WRITTEN TASK 1: In the essay, in what year did Braxton's dissertation become a book?
WRITTEN TASK 2: Please set down the essay's text between "When I first" and "book found me.", inclusive, without any changes.

SOURCE TEXT:
<<<<

My Sacred Texts
by Leah Mullen
I was skimming the shelves at the LIBRARY when I saw a book that almost made me drop the one I was holding.
The spine was rather plain and unexceptional. I almost passed right over it until I read the title: Black Women Writing Autobiography: A Tradition Within a Tradition. I snatched it off the shelf as if it were about to grow legs and run away.
This book, by Joanne M. Braxton, is one that I've long wanted to buy, but for some reason, other things kept getting in the way. Months ago while on the internet researching my passion-African American women and their diaries and journals-I ran across this book that began as a Yale doctoral dissertation and evolved in 1989 into the book I was clutching.
When I first discovered Braxton's book on the net, I printed out the pertinent information and put it into a folder with other articles I've downloaded about journaling. But I never made a serious attempt to acquire the book. so, I guess you could say that day at the library, the book found me.
I wasn't even supposed to be in the library on a weekday at two in the afternoon. I was on my way to work that morning when I found myself in a small bind. I went to go through the turnstiles at the train station and "Insufficient Funds" flashed on the display. So I went to the token booth to buy a one-day pass. Unfortunately all I had was a fifty dollar bill, and I *never* carry around anything over a twenty. It seemed like this whole day was a fluke-or thinking now, it was perhaps a blessing. The token booth clerk told me that she couldn't accept such a large bill unless I was buying thirty dollars worth of rides.

>>>>

(Source data)
<<<<

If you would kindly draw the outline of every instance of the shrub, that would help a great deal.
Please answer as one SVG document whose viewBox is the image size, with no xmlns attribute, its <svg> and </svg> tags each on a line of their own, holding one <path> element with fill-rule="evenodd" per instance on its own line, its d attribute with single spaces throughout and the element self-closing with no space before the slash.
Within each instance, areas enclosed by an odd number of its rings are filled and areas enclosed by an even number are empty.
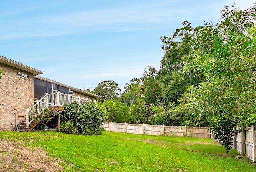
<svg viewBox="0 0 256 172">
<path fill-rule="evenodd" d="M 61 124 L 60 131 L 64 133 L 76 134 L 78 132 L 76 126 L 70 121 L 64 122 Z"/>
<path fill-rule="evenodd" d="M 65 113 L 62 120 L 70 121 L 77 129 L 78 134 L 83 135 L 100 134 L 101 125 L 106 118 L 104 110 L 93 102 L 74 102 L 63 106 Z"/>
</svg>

>>>>

FINAL RESULT 1: 1989.

FINAL RESULT 2:
When I first discovered Braxton's book on the net, I printed out the pertinent information and put it into a folder with other articles I've downloaded about journaling. But I never made a serious attempt to acquire the book. so, I guess you could say that day at the library, the book found me.